■ **Given task**
Copy the lines below exactly as they stand, beginning with the line containing "Segment short sleeve" and ending with the line containing "[302, 176, 312, 190]".

■ **Bounding box annotation entries**
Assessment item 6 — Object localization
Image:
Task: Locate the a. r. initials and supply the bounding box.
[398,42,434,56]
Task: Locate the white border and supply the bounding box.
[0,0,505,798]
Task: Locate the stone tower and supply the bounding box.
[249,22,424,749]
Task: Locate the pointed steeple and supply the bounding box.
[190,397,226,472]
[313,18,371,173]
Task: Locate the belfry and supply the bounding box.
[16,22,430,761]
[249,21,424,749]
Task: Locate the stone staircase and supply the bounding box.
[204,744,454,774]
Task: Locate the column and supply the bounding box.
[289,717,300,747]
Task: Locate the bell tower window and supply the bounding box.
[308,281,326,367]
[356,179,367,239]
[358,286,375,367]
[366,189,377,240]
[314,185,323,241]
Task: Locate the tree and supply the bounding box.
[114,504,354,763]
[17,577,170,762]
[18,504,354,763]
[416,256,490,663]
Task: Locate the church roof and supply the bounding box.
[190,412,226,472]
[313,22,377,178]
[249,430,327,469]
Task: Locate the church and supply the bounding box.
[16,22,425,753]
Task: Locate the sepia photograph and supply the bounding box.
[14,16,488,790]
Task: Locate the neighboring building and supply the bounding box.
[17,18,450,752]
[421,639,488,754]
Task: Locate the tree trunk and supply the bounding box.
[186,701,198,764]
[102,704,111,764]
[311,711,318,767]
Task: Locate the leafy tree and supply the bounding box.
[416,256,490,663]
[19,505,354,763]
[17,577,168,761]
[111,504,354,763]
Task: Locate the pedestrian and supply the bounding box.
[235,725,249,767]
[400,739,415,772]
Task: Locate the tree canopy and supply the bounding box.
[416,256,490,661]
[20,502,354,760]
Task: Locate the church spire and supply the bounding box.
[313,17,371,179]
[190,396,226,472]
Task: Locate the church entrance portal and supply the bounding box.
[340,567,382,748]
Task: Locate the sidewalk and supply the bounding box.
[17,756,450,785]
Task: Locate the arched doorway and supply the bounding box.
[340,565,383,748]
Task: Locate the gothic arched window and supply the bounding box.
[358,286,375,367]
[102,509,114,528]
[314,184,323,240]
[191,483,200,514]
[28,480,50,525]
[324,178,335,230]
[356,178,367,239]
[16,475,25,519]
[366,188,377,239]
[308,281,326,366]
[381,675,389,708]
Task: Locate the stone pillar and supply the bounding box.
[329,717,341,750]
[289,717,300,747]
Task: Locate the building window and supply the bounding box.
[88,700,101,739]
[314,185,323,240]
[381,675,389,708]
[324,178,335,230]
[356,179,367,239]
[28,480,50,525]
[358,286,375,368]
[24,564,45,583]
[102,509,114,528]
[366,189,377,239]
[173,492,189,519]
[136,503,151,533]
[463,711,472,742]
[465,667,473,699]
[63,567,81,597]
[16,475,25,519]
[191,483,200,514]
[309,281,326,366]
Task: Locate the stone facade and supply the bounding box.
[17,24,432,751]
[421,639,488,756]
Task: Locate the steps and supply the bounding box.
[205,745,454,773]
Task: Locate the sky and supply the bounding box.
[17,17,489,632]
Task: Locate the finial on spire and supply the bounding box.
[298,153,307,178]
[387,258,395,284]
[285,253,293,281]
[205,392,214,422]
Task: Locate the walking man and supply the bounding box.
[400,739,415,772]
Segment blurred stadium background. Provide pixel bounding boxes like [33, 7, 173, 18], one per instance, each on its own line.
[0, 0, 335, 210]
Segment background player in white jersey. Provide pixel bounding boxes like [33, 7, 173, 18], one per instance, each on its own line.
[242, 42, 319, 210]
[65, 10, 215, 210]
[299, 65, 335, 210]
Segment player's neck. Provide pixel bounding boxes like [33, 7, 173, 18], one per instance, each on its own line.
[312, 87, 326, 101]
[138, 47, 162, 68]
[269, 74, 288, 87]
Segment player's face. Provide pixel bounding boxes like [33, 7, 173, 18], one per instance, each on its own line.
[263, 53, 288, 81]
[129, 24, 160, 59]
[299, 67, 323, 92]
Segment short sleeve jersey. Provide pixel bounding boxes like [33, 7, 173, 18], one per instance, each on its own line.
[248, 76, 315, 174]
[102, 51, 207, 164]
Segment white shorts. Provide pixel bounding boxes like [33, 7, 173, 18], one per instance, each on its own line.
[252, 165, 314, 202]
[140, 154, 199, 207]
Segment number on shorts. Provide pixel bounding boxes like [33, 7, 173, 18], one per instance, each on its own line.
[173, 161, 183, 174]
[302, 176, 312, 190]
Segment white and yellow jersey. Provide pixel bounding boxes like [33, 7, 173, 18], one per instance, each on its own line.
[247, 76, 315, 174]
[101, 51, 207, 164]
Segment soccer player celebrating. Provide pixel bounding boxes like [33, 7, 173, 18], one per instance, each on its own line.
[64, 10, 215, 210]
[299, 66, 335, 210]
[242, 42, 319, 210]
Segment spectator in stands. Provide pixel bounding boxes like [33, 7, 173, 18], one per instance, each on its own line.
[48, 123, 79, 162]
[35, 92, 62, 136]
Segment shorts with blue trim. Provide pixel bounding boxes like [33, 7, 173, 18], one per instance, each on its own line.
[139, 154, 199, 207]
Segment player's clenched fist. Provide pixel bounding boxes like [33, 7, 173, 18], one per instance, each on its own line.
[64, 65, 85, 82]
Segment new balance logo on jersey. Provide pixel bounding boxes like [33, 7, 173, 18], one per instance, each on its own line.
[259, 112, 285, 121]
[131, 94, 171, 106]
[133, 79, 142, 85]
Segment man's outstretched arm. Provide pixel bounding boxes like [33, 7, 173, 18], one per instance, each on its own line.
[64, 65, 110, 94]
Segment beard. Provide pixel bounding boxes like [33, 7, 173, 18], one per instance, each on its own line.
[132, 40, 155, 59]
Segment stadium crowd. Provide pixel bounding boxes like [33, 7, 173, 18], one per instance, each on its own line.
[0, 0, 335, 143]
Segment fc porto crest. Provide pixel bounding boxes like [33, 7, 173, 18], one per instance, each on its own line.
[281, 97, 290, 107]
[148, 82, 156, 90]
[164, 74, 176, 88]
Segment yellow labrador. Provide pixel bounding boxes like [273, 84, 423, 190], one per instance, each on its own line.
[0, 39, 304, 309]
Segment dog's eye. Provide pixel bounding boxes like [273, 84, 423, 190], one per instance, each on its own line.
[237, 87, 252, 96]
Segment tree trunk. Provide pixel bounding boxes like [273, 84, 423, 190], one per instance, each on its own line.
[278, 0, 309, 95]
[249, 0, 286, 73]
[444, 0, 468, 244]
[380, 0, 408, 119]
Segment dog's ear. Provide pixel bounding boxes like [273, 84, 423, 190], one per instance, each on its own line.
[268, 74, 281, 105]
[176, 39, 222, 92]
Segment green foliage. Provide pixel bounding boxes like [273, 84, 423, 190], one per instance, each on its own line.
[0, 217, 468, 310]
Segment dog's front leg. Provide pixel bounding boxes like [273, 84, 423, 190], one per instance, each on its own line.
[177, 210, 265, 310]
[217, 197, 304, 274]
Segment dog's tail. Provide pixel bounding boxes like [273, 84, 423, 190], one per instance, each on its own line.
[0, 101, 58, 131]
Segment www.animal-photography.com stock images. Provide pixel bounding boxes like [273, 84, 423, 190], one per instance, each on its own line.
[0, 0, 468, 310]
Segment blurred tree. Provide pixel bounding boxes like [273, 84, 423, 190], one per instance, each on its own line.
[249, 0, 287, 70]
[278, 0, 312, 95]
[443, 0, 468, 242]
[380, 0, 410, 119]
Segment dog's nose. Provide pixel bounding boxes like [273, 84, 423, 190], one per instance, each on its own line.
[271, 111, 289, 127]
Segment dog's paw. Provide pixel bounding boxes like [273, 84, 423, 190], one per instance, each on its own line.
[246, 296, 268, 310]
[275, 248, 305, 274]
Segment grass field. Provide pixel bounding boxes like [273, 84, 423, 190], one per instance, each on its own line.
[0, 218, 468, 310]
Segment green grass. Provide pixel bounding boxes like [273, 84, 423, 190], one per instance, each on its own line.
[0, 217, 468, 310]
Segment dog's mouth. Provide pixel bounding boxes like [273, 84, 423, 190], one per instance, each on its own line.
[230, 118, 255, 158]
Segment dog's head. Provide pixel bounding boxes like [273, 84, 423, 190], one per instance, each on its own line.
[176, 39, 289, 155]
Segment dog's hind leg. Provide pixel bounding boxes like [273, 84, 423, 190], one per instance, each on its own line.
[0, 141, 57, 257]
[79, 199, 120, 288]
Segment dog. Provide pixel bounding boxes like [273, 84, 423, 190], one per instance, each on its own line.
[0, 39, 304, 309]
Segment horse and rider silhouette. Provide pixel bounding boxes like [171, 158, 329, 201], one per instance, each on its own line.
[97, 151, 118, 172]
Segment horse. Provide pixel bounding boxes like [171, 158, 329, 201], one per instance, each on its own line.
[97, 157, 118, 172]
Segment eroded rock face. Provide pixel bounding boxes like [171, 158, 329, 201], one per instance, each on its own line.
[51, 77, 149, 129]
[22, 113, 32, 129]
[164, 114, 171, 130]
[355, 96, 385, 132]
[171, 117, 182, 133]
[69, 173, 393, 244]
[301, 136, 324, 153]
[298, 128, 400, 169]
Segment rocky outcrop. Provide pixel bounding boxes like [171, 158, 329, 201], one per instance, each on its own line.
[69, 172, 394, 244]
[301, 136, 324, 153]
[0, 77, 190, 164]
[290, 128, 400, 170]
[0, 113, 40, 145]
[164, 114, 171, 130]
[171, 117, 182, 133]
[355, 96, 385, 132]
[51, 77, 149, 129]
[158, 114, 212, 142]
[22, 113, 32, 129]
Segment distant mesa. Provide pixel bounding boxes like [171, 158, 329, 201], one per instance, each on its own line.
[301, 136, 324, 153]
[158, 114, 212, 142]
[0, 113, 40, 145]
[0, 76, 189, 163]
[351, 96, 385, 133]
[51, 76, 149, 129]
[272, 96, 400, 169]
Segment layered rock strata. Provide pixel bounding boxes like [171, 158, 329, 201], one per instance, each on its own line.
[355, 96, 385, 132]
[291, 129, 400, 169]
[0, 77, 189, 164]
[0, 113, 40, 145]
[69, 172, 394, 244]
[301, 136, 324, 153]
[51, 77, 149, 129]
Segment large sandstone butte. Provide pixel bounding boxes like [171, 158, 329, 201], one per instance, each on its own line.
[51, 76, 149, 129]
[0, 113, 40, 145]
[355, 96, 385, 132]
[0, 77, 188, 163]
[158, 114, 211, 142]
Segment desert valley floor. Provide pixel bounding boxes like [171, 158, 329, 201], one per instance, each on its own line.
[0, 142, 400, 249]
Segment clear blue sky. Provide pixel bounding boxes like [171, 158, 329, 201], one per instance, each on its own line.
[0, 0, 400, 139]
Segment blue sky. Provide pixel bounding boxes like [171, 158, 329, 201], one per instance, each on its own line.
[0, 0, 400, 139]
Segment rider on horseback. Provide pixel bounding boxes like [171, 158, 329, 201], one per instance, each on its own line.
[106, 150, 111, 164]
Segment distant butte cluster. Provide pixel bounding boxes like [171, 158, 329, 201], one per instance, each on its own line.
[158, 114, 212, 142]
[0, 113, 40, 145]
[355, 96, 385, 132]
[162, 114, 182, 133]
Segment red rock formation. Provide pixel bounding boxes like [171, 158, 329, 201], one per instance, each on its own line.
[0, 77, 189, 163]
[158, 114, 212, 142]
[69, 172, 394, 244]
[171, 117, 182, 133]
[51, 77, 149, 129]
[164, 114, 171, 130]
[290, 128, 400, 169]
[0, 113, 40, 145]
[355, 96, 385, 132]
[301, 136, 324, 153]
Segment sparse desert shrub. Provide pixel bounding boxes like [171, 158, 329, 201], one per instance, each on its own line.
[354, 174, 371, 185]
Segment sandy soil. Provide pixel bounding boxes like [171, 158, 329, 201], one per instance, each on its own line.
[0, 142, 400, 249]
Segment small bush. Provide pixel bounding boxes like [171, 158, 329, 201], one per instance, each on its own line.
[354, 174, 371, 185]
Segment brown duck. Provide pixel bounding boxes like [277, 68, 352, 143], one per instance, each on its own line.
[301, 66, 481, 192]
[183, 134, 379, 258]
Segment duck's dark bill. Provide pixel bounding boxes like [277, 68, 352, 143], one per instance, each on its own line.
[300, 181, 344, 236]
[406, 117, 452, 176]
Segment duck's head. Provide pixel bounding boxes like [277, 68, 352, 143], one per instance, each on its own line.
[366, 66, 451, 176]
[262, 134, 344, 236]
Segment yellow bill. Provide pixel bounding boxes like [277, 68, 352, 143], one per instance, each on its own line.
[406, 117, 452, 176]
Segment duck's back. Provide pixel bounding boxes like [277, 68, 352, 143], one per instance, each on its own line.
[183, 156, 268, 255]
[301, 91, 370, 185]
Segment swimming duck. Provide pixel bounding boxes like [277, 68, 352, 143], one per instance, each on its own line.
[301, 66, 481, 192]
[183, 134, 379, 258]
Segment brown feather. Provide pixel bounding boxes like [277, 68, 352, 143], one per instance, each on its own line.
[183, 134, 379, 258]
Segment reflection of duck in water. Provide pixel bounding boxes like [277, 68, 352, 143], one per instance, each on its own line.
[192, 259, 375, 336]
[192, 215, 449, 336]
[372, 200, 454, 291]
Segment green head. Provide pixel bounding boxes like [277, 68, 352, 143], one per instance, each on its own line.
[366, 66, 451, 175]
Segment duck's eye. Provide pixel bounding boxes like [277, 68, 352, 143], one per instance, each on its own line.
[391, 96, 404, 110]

■ **Exercise result**
Segment short sleeve jersey. Provide pixel bounding boxes like [33, 7, 173, 18], one per instance, each on its own line.
[248, 76, 315, 174]
[102, 51, 207, 164]
Segment white shorts. Provide pixel bounding boxes like [33, 7, 173, 18], one per instance, each on its own line.
[252, 165, 314, 202]
[140, 154, 199, 207]
Segment number on shorts. Provide pixel bounding boxes like [33, 7, 173, 18], one per instance, each on its own line.
[173, 161, 183, 174]
[302, 176, 312, 190]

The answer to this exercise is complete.